> **WORK INSTRUCTIONS**: In the copy, include every entry exactly but none of the pictures.
-- BEGIN --
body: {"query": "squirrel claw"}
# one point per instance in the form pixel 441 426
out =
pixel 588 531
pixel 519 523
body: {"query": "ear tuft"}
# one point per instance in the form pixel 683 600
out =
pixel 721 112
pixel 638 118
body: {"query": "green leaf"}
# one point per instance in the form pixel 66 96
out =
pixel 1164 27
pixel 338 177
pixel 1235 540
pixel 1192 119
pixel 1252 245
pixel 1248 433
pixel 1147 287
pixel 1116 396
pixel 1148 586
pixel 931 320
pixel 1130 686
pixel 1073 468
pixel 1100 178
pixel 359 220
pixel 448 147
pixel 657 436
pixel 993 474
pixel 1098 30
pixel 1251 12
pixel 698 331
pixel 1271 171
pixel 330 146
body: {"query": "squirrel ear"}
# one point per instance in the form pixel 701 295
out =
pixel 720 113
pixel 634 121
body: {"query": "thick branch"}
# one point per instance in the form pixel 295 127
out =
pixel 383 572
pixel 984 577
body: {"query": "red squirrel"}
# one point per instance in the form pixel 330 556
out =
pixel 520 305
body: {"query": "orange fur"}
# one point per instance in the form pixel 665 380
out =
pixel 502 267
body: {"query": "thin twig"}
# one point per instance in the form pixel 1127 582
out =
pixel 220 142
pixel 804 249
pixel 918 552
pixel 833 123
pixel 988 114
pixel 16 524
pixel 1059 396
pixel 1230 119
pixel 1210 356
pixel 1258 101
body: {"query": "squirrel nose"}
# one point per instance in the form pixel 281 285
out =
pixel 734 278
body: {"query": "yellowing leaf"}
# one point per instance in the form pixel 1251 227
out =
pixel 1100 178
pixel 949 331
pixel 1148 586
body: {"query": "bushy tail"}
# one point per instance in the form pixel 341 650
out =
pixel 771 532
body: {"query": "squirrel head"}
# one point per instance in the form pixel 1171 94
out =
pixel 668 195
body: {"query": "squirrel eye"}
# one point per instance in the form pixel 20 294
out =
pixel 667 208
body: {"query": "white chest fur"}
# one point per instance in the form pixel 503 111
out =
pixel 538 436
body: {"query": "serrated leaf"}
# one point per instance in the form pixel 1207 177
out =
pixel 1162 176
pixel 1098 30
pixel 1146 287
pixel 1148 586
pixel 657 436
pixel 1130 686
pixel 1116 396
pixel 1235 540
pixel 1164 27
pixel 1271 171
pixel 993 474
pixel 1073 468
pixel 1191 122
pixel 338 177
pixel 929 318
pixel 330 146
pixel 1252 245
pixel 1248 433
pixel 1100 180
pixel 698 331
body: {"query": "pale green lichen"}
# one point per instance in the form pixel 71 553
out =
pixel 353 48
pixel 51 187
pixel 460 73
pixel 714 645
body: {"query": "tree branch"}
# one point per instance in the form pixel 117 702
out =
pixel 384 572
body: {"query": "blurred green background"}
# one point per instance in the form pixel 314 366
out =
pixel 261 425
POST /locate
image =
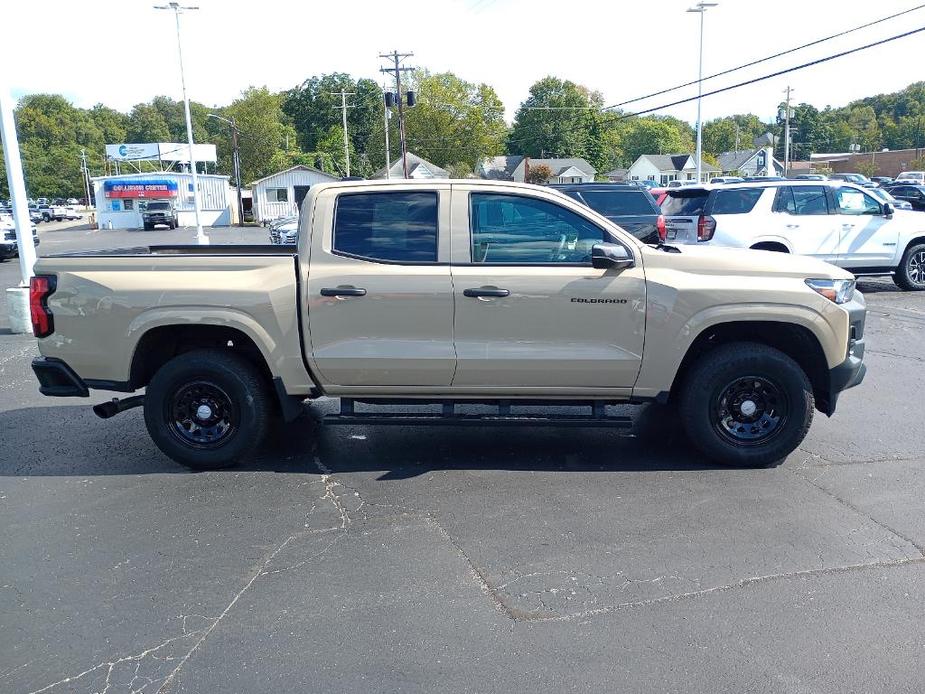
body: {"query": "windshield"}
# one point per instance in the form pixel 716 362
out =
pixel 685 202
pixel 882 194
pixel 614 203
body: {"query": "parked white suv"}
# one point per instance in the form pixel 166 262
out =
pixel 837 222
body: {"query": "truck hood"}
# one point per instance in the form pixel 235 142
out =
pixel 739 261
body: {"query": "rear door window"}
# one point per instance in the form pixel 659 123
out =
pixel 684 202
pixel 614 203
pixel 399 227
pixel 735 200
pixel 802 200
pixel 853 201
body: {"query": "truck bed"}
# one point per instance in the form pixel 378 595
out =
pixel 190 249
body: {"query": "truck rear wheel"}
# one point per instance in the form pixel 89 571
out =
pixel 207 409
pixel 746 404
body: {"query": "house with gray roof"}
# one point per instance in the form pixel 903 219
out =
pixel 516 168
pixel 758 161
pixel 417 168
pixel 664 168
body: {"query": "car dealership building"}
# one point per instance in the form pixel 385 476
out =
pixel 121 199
-- END --
> **THE RESULT**:
body: {"query": "squirrel claw"}
# one point per instance in the form pixel 441 426
out =
pixel 588 531
pixel 519 523
body: {"query": "ear tuft"}
# one point per instance in the form pixel 683 600
out =
pixel 721 112
pixel 638 118
body: {"query": "green leaf"}
# one point per instance in the form pixel 66 96
out =
pixel 1164 27
pixel 338 177
pixel 1235 540
pixel 1192 119
pixel 1252 245
pixel 1248 433
pixel 1147 287
pixel 1116 396
pixel 1148 586
pixel 931 320
pixel 1130 686
pixel 1073 468
pixel 1100 178
pixel 359 220
pixel 448 147
pixel 657 436
pixel 993 474
pixel 1098 30
pixel 1251 12
pixel 698 331
pixel 1271 171
pixel 330 146
body: {"query": "squirrel ear"}
# one point per instance in the form pixel 701 295
out =
pixel 720 113
pixel 634 121
body: {"query": "thick branch"}
# one point per instance in the form pixel 295 127
out =
pixel 383 572
pixel 984 577
body: {"query": "red squirrel"}
# one point per instance in the form pixel 330 556
out =
pixel 520 305
body: {"query": "orange fur"}
# one point per instance in the form pixel 665 380
out =
pixel 502 267
body: {"query": "thin twig"}
# one point per instance in the form pixel 1127 582
out =
pixel 220 142
pixel 804 249
pixel 918 552
pixel 833 123
pixel 988 114
pixel 16 524
pixel 1059 396
pixel 1230 119
pixel 1210 356
pixel 1258 101
body: {"query": "squirrel nose"}
# one point per instance in the form pixel 281 285
out =
pixel 734 278
body: {"query": "yellowing leaf"}
# one point per instance in the form pixel 1251 227
out =
pixel 1100 178
pixel 949 331
pixel 1148 586
body: {"query": "bushy tail"}
# one point per instance in the form pixel 341 650
out =
pixel 771 532
body: {"query": "squirrel head"}
# one point per instance in the form pixel 1171 94
out =
pixel 668 195
body: {"query": "squirrel eye"}
# one point per instance in the form pixel 20 294
out =
pixel 667 208
body: {"query": "white chest fur"}
# one point per instance in the form pixel 503 111
out =
pixel 538 436
body: {"query": "serrated leaf"}
# one point per instance in the form pixel 1207 177
out =
pixel 1162 176
pixel 1098 30
pixel 1146 287
pixel 1148 586
pixel 657 436
pixel 1130 686
pixel 1116 396
pixel 1235 540
pixel 1164 27
pixel 1271 171
pixel 993 474
pixel 1073 468
pixel 1191 122
pixel 338 177
pixel 929 318
pixel 330 146
pixel 1252 245
pixel 1248 433
pixel 1100 180
pixel 698 331
body: {"query": "pale green lichen"}
# one point per instance in the form pixel 71 553
out =
pixel 353 48
pixel 51 187
pixel 460 73
pixel 714 645
body: {"query": "tree branch"}
# one point per instance in the form pixel 117 702
out =
pixel 384 572
body: {"query": "blurred green background"}
# one point per instance in the form pixel 314 366
out =
pixel 261 425
POST /locate
image =
body: {"query": "windshield"}
# one point per instance in the form pixel 716 362
out =
pixel 685 202
pixel 882 194
pixel 614 203
body: {"query": "parked white suv"}
# one point per instance in the form pixel 166 262
out =
pixel 837 222
body: {"query": "truck hood"}
# one point per instance in the form pixel 235 142
out =
pixel 739 261
body: {"query": "rear door window"}
# one point per instance in the form pixel 659 123
out =
pixel 684 202
pixel 614 203
pixel 399 227
pixel 735 200
pixel 802 200
pixel 853 201
body: {"query": "truck bed"}
# one point per instance in the form pixel 378 595
out =
pixel 190 249
body: {"query": "truck rear wheel"}
# one point per instance in the form pixel 89 571
out =
pixel 207 409
pixel 746 404
body: {"query": "house with gray roof"}
# one point per instance in the form pixel 903 219
out =
pixel 516 168
pixel 758 161
pixel 417 168
pixel 664 168
body: {"query": "car dealership building"}
# one point per instance in the form pixel 385 476
out =
pixel 121 199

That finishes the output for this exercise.